EXERCISE DETAILS ▸ Edit the data below by replacing every occurrence of "visual grounding assistant" with "image labeling assistant" and leaving all other text unchanged. Omit the pictures from your answer.

Annotated coordinate data ▸
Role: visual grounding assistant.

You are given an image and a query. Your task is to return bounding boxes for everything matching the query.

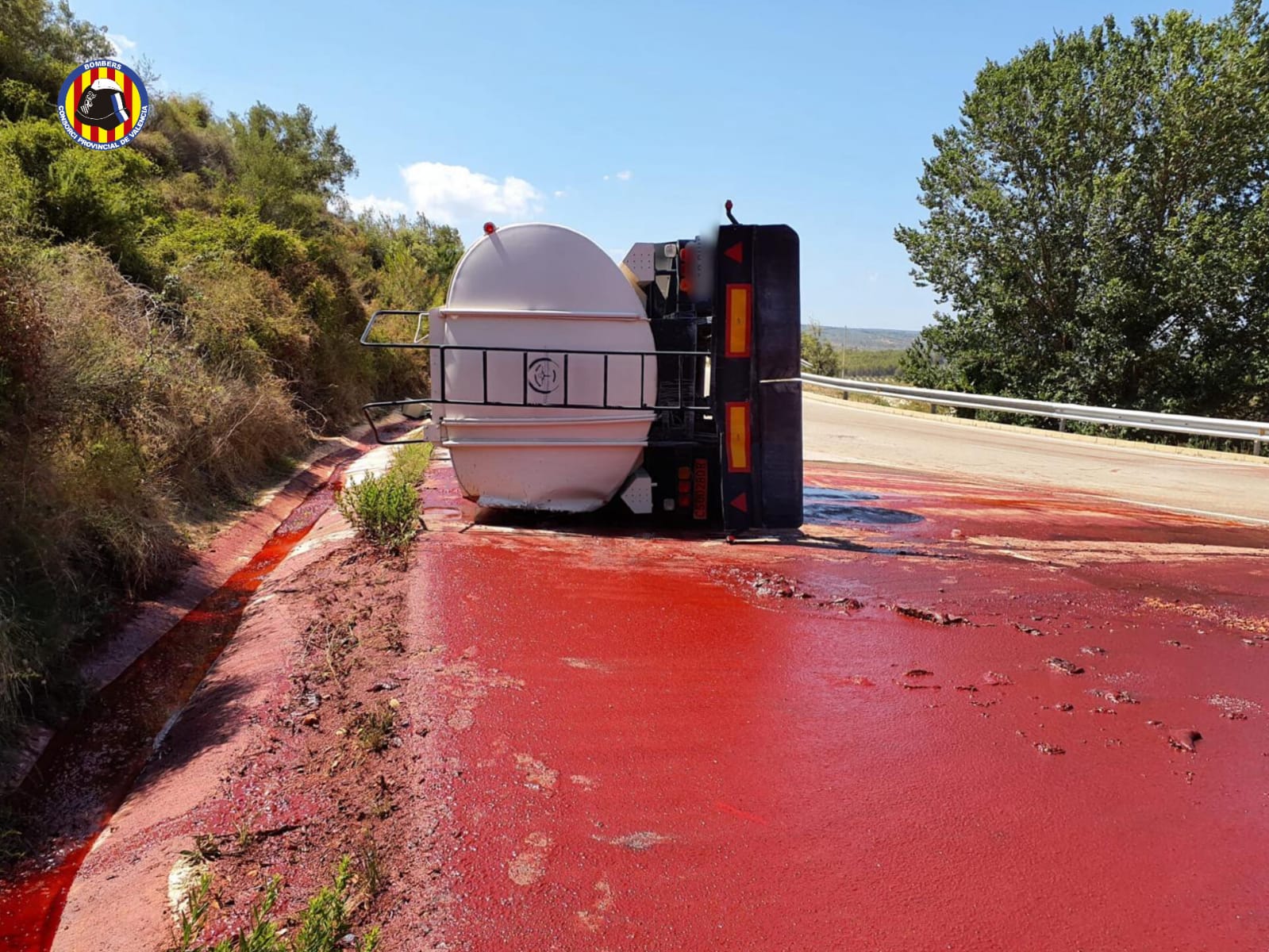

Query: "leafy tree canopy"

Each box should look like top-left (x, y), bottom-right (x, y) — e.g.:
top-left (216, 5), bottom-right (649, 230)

top-left (896, 0), bottom-right (1269, 416)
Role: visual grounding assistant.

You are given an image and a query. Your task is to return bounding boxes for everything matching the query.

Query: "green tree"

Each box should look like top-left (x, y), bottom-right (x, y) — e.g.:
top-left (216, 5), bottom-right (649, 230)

top-left (802, 321), bottom-right (837, 377)
top-left (896, 0), bottom-right (1269, 415)
top-left (229, 103), bottom-right (356, 232)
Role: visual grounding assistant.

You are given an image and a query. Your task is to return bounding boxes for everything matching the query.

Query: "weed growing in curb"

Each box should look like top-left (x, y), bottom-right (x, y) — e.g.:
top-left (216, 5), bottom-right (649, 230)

top-left (167, 855), bottom-right (379, 952)
top-left (335, 443), bottom-right (432, 555)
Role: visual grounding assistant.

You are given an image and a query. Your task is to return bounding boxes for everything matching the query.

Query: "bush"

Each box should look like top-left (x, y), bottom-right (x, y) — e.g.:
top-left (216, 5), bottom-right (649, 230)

top-left (169, 855), bottom-right (379, 952)
top-left (336, 443), bottom-right (432, 555)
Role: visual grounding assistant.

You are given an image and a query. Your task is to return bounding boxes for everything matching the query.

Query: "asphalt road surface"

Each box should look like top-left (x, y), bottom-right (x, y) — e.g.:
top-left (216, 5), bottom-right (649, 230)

top-left (802, 395), bottom-right (1269, 524)
top-left (401, 454), bottom-right (1269, 952)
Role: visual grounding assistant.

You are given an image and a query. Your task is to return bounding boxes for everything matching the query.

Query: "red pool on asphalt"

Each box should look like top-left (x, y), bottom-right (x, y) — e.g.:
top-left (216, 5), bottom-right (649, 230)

top-left (413, 465), bottom-right (1269, 950)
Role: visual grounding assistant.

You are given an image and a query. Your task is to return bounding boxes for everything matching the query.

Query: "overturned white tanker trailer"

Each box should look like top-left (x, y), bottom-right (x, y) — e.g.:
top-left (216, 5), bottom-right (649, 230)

top-left (362, 202), bottom-right (802, 533)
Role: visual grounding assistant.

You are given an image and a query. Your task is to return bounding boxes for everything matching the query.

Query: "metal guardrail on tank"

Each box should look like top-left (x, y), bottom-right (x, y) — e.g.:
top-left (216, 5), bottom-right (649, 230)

top-left (802, 372), bottom-right (1269, 455)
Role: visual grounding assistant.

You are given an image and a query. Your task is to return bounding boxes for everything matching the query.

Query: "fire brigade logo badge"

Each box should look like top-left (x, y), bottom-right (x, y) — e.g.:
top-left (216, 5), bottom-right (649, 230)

top-left (57, 60), bottom-right (150, 151)
top-left (529, 357), bottom-right (560, 395)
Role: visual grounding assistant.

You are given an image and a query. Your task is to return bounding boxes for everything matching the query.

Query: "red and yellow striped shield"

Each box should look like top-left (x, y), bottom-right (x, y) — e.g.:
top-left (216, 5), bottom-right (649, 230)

top-left (57, 60), bottom-right (150, 150)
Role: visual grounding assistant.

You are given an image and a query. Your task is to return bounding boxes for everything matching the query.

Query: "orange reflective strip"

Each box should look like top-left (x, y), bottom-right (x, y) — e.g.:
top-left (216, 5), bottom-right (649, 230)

top-left (723, 284), bottom-right (754, 357)
top-left (726, 400), bottom-right (750, 472)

ANSWER FOR THE TASK ▸
Role: image labeling assistant.

You are given an image and a query. Your task is to return bounding boxes for everything matching the query.


Query: "leafy tree canopy"

Each box should look like top-left (x, y), bottom-right (x, y) — e.g.:
top-left (216, 5), bottom-right (649, 230)

top-left (896, 0), bottom-right (1269, 416)
Role: image labeling assistant.

You are given an image and a query. Your task is to return bounding boxes for everything matching the query.

Query: "green tree"

Each box should look like top-left (x, y), bottom-right (x, y) — e.g.:
top-left (216, 5), bottom-right (649, 230)

top-left (802, 321), bottom-right (837, 377)
top-left (896, 0), bottom-right (1269, 415)
top-left (229, 103), bottom-right (356, 232)
Role: image labeling assistant.

You are given an image and a query. Your task is to return bounding boxes for everything matching the query.

Query: "weed growing in curb"

Each box should look like top-left (x, y), bottom-right (x, y) — e.g.:
top-left (216, 5), bottom-right (649, 230)

top-left (167, 855), bottom-right (379, 952)
top-left (335, 443), bottom-right (432, 555)
Role: image labeling assistant.

You are given an image and a query. Your task is to return bounding boxes for everything matching the query.

Query: "bush"

Each box should look like top-left (x, y), bottom-right (x, y) — e.g.:
top-left (216, 5), bottom-right (649, 230)

top-left (169, 855), bottom-right (379, 952)
top-left (336, 443), bottom-right (432, 555)
Role: image labeling assistant.

You are given an image and a query. Your task is to return bounding boxes for everything matching the query.

Query: "asphalt road surface"

Each box should look like top-left (x, y), bottom-right (x, y) — e.g.:
top-left (216, 5), bottom-right (649, 230)

top-left (802, 395), bottom-right (1269, 524)
top-left (401, 454), bottom-right (1269, 952)
Role: image labeling assistant.

You are given an image and a query. Your task is to return bounding boxes for everything matching the query.

Query: "red pool on asphalt"

Each box should look like top-left (x, y), bottom-right (x, y) — e.g.:
top-left (216, 5), bottom-right (649, 230)

top-left (413, 465), bottom-right (1269, 950)
Role: image labeling assistant.

You are given an image and a query. Your task is to return bounding boxes for everything matching the query.

Query: "overturned white tanker trailer"

Each box should look like top-left (x, y), bottom-right (x, y) — e.g.:
top-left (216, 5), bottom-right (649, 230)

top-left (362, 202), bottom-right (802, 533)
Role: image labeling assistant.

You are given an image and a query. Your task is to return bounding boxes for everything matching the query.

Query: "metal guardrail on tank"

Each box should look like top-left (x, y), bottom-right (x, y) — e.g.:
top-left (216, 5), bottom-right (649, 230)

top-left (802, 372), bottom-right (1269, 455)
Role: image labeling assistant.

You are given an image and a query. Your task is to return bounding boxes for everything matching the query.

Query: "fire brigade logo badge"

Each box should look like top-left (x, y), bottom-right (x, y) — e.g.:
top-left (216, 5), bottom-right (649, 230)

top-left (57, 60), bottom-right (150, 151)
top-left (529, 357), bottom-right (560, 395)
Role: image labeling assistant.

You are given an image and a query. Your task is to return bounding boxes for everything matching the query.

Query: "red and yellow striped shield"

Each box should look like top-left (x, y), bottom-right (x, y) — e.g.:
top-left (216, 5), bottom-right (649, 230)

top-left (57, 60), bottom-right (150, 150)
Role: image labeling assistant.

You are given an image and a query. Your task is to return bounding boxes for everything matching the query.

Query: "orange reflective strip"

Each box should look like top-left (x, y), bottom-right (x, y) — e.g.:
top-left (216, 5), bottom-right (649, 230)

top-left (723, 284), bottom-right (754, 357)
top-left (726, 400), bottom-right (750, 472)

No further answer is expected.